Required task:
Please tally the lines of the records below that contain the string "bare". Give only the number.

Data listing:
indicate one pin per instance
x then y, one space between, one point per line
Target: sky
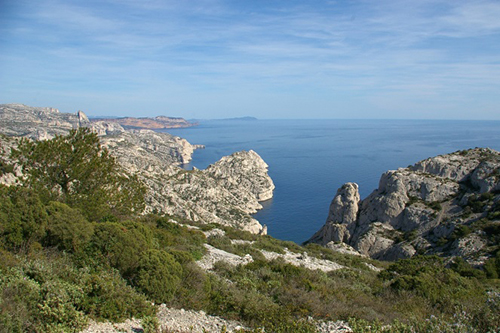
359 59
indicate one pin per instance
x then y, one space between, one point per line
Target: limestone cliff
159 122
227 192
444 205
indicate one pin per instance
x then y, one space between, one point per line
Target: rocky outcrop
227 192
38 123
421 209
342 216
159 122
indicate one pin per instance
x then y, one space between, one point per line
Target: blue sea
310 159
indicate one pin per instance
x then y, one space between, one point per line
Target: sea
310 159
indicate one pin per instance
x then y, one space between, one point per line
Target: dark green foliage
67 228
121 245
22 217
176 237
108 297
492 266
436 205
158 275
464 269
76 170
49 295
426 276
5 168
460 231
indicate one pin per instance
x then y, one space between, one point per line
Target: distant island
158 122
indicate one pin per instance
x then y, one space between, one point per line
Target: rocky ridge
159 122
440 205
227 192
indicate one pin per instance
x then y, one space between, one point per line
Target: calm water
309 159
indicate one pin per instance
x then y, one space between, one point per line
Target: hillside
102 231
447 205
158 122
205 196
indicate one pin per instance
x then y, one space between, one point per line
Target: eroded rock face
227 192
38 123
342 216
419 208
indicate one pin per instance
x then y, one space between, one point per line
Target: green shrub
158 275
67 228
122 244
426 276
22 217
77 170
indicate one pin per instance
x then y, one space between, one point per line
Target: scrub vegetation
74 247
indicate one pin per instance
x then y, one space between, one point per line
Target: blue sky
419 59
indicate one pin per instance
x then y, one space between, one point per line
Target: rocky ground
227 192
441 205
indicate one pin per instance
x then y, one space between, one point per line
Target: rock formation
227 192
159 122
440 205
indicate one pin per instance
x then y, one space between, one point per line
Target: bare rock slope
445 205
227 192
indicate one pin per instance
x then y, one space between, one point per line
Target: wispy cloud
215 50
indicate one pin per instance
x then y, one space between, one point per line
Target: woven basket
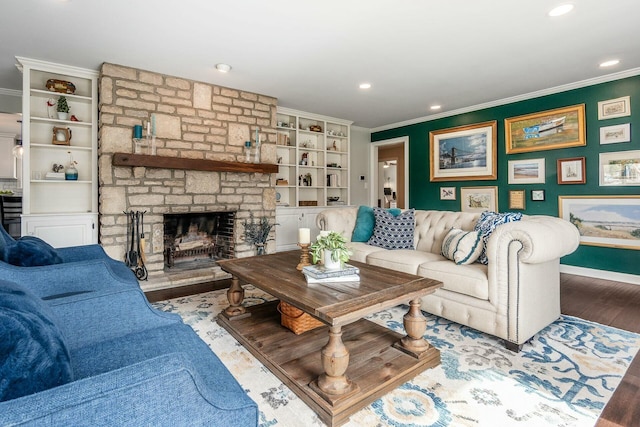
296 320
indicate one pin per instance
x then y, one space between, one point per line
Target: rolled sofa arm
543 238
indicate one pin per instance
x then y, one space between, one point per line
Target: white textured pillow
462 247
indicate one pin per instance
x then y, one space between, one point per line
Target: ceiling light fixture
561 10
610 63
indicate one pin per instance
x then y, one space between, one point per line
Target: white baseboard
600 274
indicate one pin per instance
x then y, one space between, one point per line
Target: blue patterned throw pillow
488 222
393 232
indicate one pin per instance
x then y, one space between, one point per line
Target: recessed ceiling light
561 10
610 63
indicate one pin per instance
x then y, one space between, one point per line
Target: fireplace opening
197 240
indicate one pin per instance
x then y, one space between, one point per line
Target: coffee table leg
415 324
235 295
335 360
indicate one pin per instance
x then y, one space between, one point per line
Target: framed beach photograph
618 107
571 171
447 193
615 134
464 153
620 168
530 171
547 130
479 199
612 221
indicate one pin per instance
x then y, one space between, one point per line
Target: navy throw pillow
29 251
33 354
393 232
488 222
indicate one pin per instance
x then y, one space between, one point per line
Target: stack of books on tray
319 274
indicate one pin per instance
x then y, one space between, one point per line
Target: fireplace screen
196 240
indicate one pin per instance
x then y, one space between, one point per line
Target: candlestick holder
304 255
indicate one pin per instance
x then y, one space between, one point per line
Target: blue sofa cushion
366 221
29 251
393 232
33 353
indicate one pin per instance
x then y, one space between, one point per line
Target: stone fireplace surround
194 120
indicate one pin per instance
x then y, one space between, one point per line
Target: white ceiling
312 55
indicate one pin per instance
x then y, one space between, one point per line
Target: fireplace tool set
134 255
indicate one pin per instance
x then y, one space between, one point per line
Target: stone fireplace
198 125
197 240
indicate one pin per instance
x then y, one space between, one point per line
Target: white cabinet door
62 230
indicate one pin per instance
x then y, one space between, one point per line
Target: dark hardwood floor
602 301
615 304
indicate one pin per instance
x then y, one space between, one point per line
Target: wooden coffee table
360 361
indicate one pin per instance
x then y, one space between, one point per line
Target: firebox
197 240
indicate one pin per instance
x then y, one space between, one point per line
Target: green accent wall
424 194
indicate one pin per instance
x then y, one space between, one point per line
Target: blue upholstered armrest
166 390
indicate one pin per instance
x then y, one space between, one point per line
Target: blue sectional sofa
92 351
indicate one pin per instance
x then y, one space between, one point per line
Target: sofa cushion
462 247
488 222
405 260
468 280
33 353
393 232
29 251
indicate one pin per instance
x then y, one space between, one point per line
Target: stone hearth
194 121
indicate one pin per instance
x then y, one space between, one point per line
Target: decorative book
320 272
335 279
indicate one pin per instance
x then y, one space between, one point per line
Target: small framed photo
615 134
537 195
447 193
516 199
529 171
620 168
479 199
571 171
618 107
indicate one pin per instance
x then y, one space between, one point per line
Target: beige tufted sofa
513 297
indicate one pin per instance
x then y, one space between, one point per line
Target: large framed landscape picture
612 221
464 153
547 130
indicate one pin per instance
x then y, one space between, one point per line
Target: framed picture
464 153
571 171
478 199
537 195
620 168
612 221
619 107
516 199
615 134
547 130
529 171
447 193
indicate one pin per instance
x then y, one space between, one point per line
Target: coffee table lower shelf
375 365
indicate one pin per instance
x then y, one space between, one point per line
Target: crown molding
550 91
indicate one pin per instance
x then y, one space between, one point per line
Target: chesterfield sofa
513 297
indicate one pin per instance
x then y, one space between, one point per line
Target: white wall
360 152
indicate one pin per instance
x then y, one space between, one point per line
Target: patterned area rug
564 377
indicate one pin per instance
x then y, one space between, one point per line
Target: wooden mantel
163 162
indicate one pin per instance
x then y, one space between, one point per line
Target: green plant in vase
332 248
62 108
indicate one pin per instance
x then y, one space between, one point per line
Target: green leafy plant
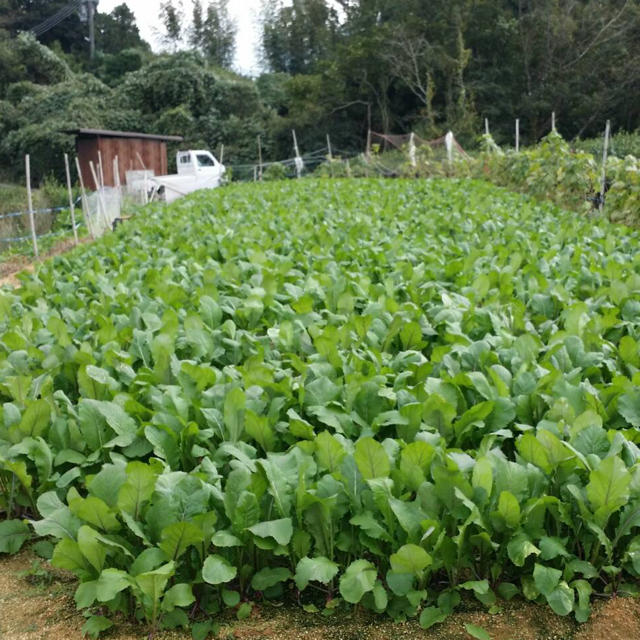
384 394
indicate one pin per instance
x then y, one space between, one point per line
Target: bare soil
36 603
11 267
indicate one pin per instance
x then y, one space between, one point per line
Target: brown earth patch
14 265
36 603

Exercise output:
2